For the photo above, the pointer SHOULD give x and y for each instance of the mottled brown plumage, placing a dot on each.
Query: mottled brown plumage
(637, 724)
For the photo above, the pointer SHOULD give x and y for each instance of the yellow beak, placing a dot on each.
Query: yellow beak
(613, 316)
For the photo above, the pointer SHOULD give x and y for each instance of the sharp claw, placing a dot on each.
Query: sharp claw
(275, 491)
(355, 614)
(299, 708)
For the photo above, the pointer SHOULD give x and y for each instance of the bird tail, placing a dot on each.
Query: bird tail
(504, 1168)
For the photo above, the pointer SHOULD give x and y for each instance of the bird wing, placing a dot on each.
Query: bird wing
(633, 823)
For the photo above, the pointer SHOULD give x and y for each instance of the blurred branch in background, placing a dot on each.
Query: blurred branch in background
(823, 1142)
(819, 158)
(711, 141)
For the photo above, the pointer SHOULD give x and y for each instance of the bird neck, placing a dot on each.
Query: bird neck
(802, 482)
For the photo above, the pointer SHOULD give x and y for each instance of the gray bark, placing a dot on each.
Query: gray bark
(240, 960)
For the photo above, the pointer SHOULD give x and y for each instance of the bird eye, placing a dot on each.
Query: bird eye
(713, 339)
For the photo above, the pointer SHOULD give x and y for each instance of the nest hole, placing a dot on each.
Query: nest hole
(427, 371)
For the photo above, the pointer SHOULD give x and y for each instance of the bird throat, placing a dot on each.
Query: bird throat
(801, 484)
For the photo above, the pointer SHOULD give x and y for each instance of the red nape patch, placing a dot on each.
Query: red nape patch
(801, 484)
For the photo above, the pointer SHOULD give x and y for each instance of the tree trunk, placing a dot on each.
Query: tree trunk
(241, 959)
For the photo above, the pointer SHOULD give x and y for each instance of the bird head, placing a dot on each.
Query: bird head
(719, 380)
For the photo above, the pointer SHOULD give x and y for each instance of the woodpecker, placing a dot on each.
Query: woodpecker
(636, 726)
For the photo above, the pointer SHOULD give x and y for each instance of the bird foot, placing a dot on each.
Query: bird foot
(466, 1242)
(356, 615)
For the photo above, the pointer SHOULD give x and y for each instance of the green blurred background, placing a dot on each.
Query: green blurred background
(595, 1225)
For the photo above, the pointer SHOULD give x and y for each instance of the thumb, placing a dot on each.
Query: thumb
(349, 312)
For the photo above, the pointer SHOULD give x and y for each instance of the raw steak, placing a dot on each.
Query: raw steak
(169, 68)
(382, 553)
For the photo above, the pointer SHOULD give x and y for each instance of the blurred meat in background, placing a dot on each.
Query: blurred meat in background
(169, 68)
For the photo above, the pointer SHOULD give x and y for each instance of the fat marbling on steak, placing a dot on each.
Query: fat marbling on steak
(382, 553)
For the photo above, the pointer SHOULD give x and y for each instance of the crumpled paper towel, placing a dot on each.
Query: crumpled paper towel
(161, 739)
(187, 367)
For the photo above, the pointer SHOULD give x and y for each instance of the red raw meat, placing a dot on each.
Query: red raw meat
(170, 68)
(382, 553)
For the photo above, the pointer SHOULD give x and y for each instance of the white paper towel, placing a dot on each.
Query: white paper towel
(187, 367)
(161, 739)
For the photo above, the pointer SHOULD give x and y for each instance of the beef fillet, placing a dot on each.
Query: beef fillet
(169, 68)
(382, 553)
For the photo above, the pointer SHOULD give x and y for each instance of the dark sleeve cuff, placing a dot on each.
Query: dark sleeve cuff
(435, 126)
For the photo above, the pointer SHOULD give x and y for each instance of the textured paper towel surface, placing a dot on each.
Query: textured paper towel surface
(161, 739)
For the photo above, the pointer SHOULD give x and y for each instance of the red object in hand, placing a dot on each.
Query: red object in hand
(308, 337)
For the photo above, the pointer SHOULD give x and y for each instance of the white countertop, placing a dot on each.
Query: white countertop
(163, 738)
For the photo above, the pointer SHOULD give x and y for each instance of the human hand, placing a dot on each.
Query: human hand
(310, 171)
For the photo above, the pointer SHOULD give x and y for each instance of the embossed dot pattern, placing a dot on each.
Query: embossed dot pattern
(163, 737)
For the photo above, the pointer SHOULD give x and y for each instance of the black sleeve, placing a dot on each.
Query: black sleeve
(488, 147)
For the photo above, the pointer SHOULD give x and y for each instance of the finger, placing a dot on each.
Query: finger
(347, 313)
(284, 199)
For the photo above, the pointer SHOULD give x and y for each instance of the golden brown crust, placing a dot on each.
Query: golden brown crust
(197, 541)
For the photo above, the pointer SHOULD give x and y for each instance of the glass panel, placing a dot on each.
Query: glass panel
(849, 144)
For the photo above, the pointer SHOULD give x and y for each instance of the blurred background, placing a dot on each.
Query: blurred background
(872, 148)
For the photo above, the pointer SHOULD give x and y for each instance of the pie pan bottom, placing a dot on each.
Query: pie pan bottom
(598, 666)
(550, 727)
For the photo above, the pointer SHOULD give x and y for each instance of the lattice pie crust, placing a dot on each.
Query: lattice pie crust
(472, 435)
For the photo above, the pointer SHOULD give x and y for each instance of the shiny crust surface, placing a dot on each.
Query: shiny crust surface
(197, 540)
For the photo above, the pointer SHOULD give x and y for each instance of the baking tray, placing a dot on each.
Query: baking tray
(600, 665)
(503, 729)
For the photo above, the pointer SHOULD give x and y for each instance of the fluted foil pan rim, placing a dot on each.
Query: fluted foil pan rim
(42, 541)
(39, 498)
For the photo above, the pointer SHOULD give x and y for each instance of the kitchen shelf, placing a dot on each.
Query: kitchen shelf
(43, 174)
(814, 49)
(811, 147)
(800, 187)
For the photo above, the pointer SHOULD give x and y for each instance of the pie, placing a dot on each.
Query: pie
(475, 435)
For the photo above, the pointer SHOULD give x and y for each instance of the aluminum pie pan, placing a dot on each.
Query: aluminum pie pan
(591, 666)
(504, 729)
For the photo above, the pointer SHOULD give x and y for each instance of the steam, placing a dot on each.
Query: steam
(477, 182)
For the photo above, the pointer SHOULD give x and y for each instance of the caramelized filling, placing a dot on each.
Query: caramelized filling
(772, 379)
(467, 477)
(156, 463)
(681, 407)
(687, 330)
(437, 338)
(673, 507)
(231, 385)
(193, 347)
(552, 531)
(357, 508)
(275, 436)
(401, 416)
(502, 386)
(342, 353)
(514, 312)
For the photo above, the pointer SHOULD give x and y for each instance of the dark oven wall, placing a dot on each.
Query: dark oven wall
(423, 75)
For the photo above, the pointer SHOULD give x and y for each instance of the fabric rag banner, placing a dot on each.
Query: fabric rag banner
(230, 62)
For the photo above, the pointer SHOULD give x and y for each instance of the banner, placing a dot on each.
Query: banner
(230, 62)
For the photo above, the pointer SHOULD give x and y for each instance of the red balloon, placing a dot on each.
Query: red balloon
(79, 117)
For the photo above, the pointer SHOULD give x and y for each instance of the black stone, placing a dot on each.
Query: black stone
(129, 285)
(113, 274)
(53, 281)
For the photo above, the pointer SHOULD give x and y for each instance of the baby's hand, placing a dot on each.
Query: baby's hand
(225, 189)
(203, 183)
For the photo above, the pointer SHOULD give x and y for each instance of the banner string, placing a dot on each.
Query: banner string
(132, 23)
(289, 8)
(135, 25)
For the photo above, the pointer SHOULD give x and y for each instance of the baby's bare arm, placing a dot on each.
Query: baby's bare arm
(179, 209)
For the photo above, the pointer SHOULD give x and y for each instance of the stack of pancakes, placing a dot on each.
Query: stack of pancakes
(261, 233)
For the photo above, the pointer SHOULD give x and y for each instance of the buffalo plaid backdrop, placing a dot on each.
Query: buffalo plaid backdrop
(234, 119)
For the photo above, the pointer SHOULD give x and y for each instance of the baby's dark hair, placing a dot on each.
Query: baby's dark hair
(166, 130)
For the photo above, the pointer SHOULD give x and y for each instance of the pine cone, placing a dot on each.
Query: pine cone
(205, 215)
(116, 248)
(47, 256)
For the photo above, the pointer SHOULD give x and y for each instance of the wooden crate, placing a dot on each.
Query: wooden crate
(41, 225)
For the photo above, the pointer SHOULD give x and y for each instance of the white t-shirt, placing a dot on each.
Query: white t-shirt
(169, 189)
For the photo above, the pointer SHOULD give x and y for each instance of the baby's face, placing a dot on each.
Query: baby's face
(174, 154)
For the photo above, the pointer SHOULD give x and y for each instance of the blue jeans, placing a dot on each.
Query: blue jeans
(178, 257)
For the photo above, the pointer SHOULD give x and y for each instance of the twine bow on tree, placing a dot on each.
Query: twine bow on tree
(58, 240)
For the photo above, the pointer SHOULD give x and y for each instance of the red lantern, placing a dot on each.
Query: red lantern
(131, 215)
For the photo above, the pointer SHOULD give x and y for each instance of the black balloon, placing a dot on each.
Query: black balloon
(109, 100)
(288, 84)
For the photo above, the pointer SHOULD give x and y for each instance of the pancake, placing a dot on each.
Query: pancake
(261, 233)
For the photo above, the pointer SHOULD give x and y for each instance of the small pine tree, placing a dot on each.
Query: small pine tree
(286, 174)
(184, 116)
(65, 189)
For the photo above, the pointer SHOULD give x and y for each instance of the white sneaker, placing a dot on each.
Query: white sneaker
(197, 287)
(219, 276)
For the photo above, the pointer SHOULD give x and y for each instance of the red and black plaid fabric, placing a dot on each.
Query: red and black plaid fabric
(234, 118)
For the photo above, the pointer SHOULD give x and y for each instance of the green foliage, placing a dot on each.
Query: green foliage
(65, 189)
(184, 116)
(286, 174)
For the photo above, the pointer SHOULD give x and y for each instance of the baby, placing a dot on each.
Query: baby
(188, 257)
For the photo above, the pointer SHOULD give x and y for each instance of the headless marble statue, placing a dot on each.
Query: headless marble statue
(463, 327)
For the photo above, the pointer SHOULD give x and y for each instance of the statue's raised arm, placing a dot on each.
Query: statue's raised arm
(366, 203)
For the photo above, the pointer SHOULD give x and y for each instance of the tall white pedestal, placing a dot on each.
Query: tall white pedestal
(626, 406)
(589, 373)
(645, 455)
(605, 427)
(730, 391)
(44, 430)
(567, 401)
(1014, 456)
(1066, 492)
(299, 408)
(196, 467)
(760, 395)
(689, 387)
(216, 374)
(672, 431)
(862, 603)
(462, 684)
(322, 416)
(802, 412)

********

- DIRECTIONS -
Begin with the line that has "baby's hand, placing a dot on each." in the listing above and end after the line that has "backdrop, placing a dot on each."; output those lines exactly.

- THE COMPLETED TASK -
For the photo above, the pointer SHOULD give x and y for each instance of the baby's hand, placing a dot on each.
Query: baby's hand
(225, 189)
(203, 183)
For the photo above, the pointer SHOULD give x and y for each instance of the banner string, placing a dot on each.
Query: banner string
(132, 23)
(289, 8)
(135, 25)
For the photo above, the pointer SHOULD give x and y for each instance of the baby's bare arm, placing a dot on each.
Query: baby's bare arm
(179, 209)
For the photo above, the pointer SHOULD give x and y for each instance of the stack of pancakes, placing a dot on each.
Query: stack of pancakes
(261, 233)
For the photo above, the pointer SHOULD give x and y for each instance of the buffalo plaid backdrop, placing a dot on each.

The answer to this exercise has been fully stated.